» Given instruction
Only the lines from the one with "The service SHOULD place a point on the hot" to the end of the data below should be given again, exactly, with both ends included and pictures omitted.
# Provided records start
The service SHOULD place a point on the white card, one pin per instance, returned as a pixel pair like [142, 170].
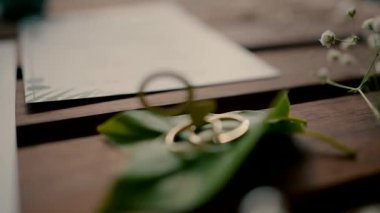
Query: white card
[104, 52]
[9, 201]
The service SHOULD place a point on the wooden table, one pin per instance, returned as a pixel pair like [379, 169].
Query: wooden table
[65, 166]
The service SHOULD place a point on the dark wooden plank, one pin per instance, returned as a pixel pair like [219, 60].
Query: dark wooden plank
[256, 23]
[54, 176]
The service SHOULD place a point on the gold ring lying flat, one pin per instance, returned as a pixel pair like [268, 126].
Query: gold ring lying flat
[174, 110]
[225, 137]
[216, 121]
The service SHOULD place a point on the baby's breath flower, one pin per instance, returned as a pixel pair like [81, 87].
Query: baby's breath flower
[376, 24]
[333, 55]
[328, 38]
[373, 40]
[377, 67]
[323, 74]
[349, 42]
[351, 12]
[347, 59]
[372, 24]
[368, 24]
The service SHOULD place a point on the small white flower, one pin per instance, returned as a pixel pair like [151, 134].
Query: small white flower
[328, 38]
[376, 24]
[372, 24]
[349, 42]
[351, 12]
[333, 55]
[373, 40]
[377, 67]
[347, 59]
[323, 74]
[368, 24]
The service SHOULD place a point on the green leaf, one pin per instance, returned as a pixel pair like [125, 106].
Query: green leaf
[133, 126]
[179, 185]
[157, 179]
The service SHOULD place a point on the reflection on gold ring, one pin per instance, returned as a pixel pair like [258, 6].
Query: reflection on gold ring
[174, 110]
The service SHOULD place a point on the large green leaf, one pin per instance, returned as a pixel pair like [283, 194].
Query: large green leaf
[157, 179]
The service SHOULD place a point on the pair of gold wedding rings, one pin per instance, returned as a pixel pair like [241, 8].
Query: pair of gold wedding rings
[215, 122]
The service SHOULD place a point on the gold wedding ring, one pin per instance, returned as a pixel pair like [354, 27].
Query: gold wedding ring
[220, 135]
[174, 110]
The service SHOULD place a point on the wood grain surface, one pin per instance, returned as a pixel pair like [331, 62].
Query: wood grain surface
[73, 168]
[73, 175]
[297, 67]
[256, 23]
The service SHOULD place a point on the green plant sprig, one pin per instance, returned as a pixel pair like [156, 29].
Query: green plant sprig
[329, 39]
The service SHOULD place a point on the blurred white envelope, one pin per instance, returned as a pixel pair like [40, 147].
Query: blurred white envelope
[104, 52]
[9, 196]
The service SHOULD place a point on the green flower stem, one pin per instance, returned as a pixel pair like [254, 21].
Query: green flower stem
[370, 68]
[348, 151]
[370, 105]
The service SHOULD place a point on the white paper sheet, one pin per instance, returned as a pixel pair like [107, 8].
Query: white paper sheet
[8, 160]
[104, 52]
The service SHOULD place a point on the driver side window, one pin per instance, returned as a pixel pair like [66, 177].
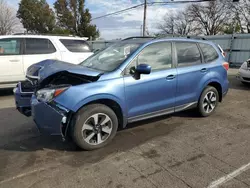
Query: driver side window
[158, 56]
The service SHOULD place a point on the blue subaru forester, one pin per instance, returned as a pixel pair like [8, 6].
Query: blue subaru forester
[134, 79]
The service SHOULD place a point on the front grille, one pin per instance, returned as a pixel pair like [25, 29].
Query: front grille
[247, 79]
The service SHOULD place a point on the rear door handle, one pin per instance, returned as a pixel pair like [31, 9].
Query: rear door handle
[170, 77]
[204, 70]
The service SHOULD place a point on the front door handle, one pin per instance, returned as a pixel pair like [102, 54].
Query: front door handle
[170, 77]
[204, 70]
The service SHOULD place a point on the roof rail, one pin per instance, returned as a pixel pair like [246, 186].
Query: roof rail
[184, 36]
[139, 37]
[196, 37]
[46, 34]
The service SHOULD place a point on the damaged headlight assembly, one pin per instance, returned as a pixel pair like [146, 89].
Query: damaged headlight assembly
[47, 94]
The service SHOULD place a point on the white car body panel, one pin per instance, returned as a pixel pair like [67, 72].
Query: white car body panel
[13, 67]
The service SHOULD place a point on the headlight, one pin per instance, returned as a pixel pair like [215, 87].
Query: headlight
[47, 95]
[244, 66]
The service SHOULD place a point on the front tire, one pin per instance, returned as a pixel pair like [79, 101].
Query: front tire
[208, 101]
[95, 126]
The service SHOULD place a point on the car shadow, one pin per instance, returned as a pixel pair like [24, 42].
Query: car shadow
[54, 148]
[127, 138]
[6, 92]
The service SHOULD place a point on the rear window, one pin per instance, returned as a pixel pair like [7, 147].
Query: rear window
[209, 53]
[10, 46]
[38, 46]
[75, 45]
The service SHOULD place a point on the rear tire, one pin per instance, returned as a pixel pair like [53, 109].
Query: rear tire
[95, 126]
[208, 101]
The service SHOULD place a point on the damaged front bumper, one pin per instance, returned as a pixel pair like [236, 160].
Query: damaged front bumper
[50, 118]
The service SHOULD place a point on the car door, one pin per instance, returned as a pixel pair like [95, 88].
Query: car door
[11, 69]
[36, 50]
[191, 71]
[152, 94]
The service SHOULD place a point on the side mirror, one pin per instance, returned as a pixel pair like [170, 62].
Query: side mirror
[143, 69]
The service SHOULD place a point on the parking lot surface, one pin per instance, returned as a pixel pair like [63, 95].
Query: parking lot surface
[179, 150]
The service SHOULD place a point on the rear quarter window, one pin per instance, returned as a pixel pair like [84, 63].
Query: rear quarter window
[38, 46]
[76, 45]
[209, 53]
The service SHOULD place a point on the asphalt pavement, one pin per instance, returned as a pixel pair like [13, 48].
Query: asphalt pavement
[179, 150]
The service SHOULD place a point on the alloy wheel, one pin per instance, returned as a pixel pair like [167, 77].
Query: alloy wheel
[97, 129]
[209, 102]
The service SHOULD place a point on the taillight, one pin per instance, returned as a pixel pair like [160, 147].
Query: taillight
[226, 65]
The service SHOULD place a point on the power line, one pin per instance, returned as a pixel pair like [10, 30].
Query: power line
[152, 3]
[118, 12]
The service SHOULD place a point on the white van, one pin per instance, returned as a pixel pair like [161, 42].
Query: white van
[18, 52]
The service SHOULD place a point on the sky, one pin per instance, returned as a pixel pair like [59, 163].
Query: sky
[122, 25]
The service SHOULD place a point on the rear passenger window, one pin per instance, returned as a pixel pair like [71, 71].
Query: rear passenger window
[158, 56]
[75, 45]
[10, 46]
[187, 54]
[209, 53]
[38, 46]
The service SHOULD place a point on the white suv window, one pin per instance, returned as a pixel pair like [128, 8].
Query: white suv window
[38, 46]
[75, 45]
[10, 46]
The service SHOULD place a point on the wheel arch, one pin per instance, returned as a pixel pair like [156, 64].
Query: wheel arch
[216, 84]
[112, 102]
[218, 87]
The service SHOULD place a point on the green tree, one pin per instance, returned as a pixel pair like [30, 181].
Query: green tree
[36, 16]
[72, 16]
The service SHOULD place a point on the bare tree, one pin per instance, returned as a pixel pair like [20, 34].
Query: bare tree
[8, 20]
[209, 18]
[175, 23]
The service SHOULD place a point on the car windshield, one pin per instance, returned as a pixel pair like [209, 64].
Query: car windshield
[110, 58]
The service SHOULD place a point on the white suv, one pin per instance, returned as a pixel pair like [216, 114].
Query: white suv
[18, 52]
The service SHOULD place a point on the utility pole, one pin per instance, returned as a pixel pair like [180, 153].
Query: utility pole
[144, 18]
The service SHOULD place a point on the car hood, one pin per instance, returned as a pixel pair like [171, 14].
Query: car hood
[48, 67]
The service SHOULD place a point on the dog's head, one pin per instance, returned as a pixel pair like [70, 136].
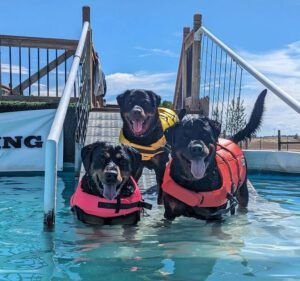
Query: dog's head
[193, 141]
[139, 110]
[109, 166]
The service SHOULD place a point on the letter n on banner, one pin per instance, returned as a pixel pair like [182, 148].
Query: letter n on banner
[23, 136]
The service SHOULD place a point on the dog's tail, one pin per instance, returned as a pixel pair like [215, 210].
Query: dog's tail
[254, 121]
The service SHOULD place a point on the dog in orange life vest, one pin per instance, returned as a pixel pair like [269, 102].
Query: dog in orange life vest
[207, 176]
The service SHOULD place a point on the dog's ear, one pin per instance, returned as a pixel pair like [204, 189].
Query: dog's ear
[181, 113]
[156, 98]
[216, 126]
[86, 154]
[135, 158]
[121, 97]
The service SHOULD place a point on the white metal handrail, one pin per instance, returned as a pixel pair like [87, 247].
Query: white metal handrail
[51, 155]
[293, 103]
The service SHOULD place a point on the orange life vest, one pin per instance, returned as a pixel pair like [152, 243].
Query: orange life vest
[232, 168]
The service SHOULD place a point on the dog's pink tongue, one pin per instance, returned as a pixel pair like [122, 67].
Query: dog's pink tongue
[198, 168]
[137, 127]
[110, 191]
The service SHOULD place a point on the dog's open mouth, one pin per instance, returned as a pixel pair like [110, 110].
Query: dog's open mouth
[139, 127]
[110, 191]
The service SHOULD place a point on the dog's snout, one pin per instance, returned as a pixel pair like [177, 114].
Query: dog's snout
[196, 149]
[137, 111]
[111, 176]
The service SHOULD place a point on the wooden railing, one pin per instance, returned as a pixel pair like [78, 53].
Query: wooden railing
[188, 75]
[33, 67]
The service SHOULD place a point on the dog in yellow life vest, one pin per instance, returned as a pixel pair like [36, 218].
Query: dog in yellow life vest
[144, 124]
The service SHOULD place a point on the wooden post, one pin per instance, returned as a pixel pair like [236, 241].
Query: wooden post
[86, 14]
[89, 50]
[196, 65]
[186, 31]
[279, 140]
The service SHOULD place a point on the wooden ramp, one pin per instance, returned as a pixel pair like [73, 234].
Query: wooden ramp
[105, 126]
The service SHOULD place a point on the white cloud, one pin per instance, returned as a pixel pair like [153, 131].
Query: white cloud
[156, 52]
[5, 68]
[161, 83]
[283, 68]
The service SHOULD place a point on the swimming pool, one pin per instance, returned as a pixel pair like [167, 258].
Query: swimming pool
[263, 244]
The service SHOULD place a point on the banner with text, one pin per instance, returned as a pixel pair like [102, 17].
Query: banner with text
[23, 136]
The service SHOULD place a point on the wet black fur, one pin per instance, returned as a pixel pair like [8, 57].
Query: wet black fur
[202, 129]
[92, 156]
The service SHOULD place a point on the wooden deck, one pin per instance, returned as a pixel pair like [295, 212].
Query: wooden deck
[105, 126]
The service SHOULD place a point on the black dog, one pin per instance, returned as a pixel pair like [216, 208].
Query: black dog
[108, 170]
[143, 129]
[194, 167]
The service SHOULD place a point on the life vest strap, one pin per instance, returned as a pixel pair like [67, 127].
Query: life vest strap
[140, 204]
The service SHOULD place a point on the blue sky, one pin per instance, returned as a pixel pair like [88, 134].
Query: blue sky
[139, 41]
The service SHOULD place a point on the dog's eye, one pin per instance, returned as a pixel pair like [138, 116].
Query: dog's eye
[122, 162]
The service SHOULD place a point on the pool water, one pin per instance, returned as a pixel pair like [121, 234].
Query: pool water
[263, 244]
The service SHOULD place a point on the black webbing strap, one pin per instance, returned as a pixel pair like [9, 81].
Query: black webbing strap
[119, 206]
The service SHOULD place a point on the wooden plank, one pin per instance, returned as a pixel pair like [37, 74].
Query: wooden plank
[178, 92]
[38, 42]
[189, 39]
[196, 65]
[34, 99]
[42, 72]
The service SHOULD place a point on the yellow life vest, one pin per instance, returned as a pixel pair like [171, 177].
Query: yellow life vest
[168, 118]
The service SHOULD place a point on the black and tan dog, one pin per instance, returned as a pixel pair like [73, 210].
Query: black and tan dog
[144, 124]
[109, 169]
[207, 172]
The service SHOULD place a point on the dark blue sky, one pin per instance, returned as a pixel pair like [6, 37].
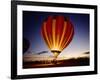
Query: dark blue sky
[32, 22]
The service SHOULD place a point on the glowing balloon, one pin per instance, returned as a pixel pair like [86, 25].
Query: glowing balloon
[57, 31]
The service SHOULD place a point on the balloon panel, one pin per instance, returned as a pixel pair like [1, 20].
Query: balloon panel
[57, 31]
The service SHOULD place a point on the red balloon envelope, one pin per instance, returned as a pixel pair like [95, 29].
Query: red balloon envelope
[57, 31]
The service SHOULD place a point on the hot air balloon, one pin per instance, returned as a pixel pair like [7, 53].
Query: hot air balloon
[57, 32]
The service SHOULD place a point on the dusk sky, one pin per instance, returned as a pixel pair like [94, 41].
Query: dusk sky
[32, 23]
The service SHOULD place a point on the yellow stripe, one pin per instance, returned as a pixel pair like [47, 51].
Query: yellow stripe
[53, 32]
[47, 39]
[62, 37]
[67, 40]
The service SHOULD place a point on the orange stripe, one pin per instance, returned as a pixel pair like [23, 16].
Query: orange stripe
[47, 39]
[53, 33]
[62, 37]
[65, 45]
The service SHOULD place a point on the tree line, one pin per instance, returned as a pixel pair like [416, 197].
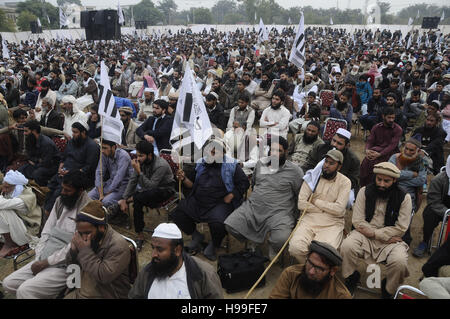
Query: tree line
[165, 12]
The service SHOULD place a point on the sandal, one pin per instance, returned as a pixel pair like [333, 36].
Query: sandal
[16, 251]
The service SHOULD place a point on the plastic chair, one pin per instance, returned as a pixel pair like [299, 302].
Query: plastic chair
[402, 295]
[133, 267]
[331, 127]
# Provided records end
» Output for this exercise
The service SHOULD place a point on the hot air balloon, one pin per instance, returned as a pixel pair like [7, 53].
Query: hot air balloon
[57, 32]
The service SHOULD place a point on the dusk sky, one pin per instance, returned as a pixel pair like [94, 41].
Query: dusk sky
[32, 23]
The service SHOULD place a point on the yellow stripe, one pin per instance, returned as a pixel pair like [47, 51].
Query: yellow stripe
[53, 32]
[47, 39]
[62, 37]
[67, 40]
The service SHOULD place a point on the orange stripe, one pin per instance, returned as a pixel pair like [23, 16].
Query: orange stripe
[47, 39]
[53, 33]
[62, 37]
[65, 45]
The service SHOULD place a point on the tree line, one pin per instance, returned as a pixel pair like [416, 197].
Query: tree line
[165, 12]
The service SHOULD place a point on the sandal, one pin per instance, returned as a pixel pair like [333, 36].
Query: sandal
[16, 251]
The service SHOULD place a point on the plastic chair, one pin per instance, returned as a pixel pair like [299, 302].
Query: plastic chair
[402, 295]
[133, 267]
[331, 127]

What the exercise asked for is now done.